*What is expected*. List each line of the records below that contains the word "window", copying every such line in full.

(Rows from a dataset)
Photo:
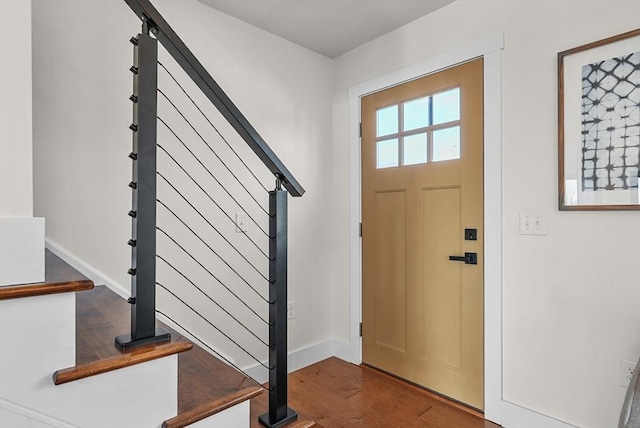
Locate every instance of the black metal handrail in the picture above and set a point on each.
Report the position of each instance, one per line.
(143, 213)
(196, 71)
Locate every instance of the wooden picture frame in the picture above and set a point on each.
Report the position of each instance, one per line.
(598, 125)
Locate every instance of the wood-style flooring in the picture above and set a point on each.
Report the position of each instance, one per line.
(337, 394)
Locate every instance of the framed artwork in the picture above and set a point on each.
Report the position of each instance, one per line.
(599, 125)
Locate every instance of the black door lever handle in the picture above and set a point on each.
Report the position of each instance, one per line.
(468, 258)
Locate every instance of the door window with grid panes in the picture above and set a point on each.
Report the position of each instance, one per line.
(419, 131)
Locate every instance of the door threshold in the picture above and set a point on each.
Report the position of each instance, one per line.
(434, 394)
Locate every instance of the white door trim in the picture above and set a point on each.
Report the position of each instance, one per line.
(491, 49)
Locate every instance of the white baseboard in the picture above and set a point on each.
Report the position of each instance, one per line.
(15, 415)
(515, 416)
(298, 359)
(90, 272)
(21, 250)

...

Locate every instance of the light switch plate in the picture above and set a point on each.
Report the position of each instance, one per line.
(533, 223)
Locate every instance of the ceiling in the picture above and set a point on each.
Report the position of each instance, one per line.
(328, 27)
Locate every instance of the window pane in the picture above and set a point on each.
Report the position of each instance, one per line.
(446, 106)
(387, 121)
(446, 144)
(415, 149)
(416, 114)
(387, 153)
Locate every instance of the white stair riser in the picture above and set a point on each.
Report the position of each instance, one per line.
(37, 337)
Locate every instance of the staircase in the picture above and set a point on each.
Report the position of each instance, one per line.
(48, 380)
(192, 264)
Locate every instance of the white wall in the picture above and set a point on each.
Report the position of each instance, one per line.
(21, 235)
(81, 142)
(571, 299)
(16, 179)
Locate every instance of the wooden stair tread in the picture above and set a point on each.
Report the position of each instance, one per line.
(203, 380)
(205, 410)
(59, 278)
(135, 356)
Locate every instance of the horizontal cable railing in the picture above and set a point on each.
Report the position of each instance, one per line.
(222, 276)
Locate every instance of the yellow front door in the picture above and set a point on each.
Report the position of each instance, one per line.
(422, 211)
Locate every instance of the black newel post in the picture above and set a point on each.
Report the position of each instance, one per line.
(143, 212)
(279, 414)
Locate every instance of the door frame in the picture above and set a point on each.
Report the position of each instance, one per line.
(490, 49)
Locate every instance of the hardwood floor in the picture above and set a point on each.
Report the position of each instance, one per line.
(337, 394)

...

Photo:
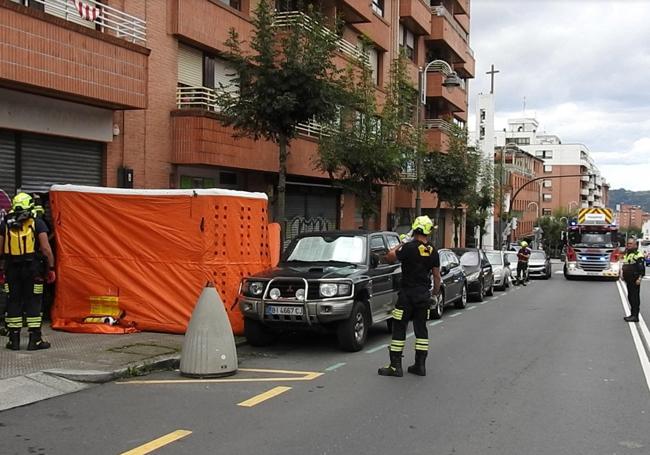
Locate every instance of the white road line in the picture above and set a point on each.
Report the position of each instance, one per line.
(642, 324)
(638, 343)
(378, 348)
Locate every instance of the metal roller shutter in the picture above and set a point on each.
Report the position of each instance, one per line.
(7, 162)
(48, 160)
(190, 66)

*Exercise output*.
Locate every instance of the door window with grid panes in the picture above and set a point on each.
Locate every instance of the window pane in the picture above and set a point on each.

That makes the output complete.